• _Short problem_: Locate every line of the items below that contains the string “curly” and copy each such line.

• _Extracted material_:
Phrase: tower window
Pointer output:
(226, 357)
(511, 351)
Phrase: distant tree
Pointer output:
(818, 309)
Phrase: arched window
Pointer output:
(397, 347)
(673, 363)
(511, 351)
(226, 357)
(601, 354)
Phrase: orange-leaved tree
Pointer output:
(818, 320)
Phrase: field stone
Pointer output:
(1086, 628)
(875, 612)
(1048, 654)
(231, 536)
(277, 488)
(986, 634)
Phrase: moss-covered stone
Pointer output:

==

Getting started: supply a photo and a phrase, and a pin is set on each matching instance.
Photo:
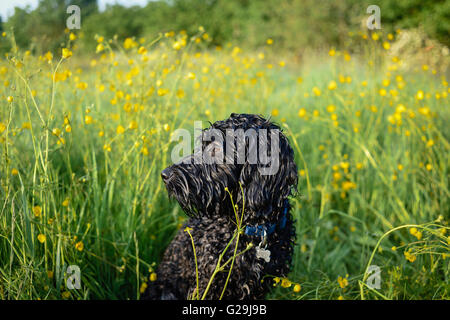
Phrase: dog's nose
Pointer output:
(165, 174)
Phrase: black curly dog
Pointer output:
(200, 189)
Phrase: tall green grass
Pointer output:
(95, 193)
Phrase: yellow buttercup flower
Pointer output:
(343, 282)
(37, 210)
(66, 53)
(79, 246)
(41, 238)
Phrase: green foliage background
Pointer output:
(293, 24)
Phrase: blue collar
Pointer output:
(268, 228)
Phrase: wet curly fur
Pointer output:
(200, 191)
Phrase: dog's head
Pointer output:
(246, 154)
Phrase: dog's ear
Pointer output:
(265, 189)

• _Final answer_:
Phrase: black curly dog
Phrase: wet curly fur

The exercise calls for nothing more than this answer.